══ TEXTE FOURNI

Le thème de l’amour déçu/déchu est universel, il existe dans toutes les littératures. L’être humain chante ses déboires amoureux depuis jadis. Dans la littérature kabyle, Si Mohand reste le poète qui a le plus dit ses déceptions affectives. Son verbe s’est tellement propagé dans la société kabyle que les autres poètes se sentaient redevables envers lui. Témoignent les schémas formels de la poésie kabyle qui ont, pendant très longtemps, été la copie conforme de la sienne. Sur le plan thématique, une sorte de tradition est née à sa suite : celle de l’ash’issef en amour. C’est l’équivalent sémantique du regret. Poétiquement, il se traduit par des vers sous forme de plaintes. Les genres poétiques féminins comme l’ah’ih’a ou l’acewwiq ont traditionnellement porté cette thématique.
La chanson kabyle a naturellement prolongé la tradition. La poésie amoureuse de Matoub Lounes porte une empreinte très marquée de la désillusion Et des douloureux déchirements du sujet. Sur le même sillage Hacène Ahres a fait de sa poésie un voyage sur le chemin de l’amour déchu. Un voyage qui dure encore. Témoigne son dernier album sorti il n’y a pas longtemps.
Qqim d ah’ulfu : quête de l’amour absolu comme thérapie
Le dernier album de Hacène Ahres n’est pas très différent des précédents. Le chanteur reste fidèle à ses thématiques et à son style musical. Ce dernier s’est étoffé par de nouvelles sonorités introduites par le musicien Bazou qu’on peut qualifier sans hésiter de virtuose. Sa touche fait éviter à l’ouvrage de Hacène Ahres beaucoup des imperfections rencontrées dans les précédents produits. L’introduction du piano et l’utilisation de violons en série adoucissent davantage les mélodies. On se régale à les écouter.

════
══ DONNÉES

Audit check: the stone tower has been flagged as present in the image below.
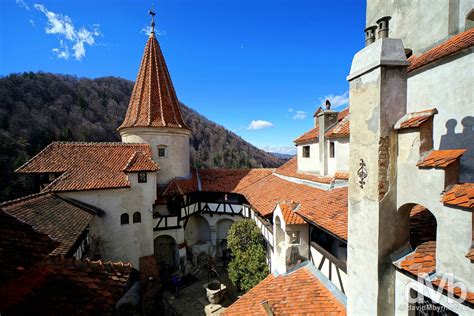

════

- CONSIGNE 1
Relevez toutes les personnes nommées dans le texte sur la poésie kabyle.
- CONSIGNE 2
Répondez à ces questions d'après le texte sur la poésie kabyle.
(a) Quel est l'équivalent sémantique de l'ash'issef ?
(b) Quels genres poétiques féminins ont traditionnellement porté la thématique de l'amour déçu ?
(c) Quels instruments adoucissent les mélodies du dernier album de Hacène Ahres ?
- CONSIGNE 3
Prolongez le texte sur la poésie kabyle à partir de sa dernière phrase.
Les données ne jouent aucun rôle dans cet exercice.

- RÉPONSE ATTENDUE 1
Si Mohand, Matoub Lounes, Hacène Ahres, Bazou

- RÉPONSE ATTENDUE 2
(a) Le regret.
(b) L'ah'ih'a et l'acewwiq.
(c) Le piano et les violons utilisés en série.

- RÉPONSE ATTENDUE 3
"Qqim d ah’ulfu", la chanson qui donne son nom à l’album, est construite sur le mode dialogique. Le sujet interpelle un énonciataire virtuel qui n’est autre que sa bien-aimée, celle que le temps a éloignée. Eloignée, certes, mais le poète la convoque à la surface de son poème et lui donne une présence plus forte que l’absence. Pour mieux apprécier cette présence, cette chanson et tout l’album, vous savez quoi faire !
Allez, pour ne pas vous laisser sur votre faim, voici la chanson Qqim d ah’ulfu ! Bonne écoute !
Amar Ameziane
Ceci n’est pas un compte-rendu, c’est juste un avant-goût...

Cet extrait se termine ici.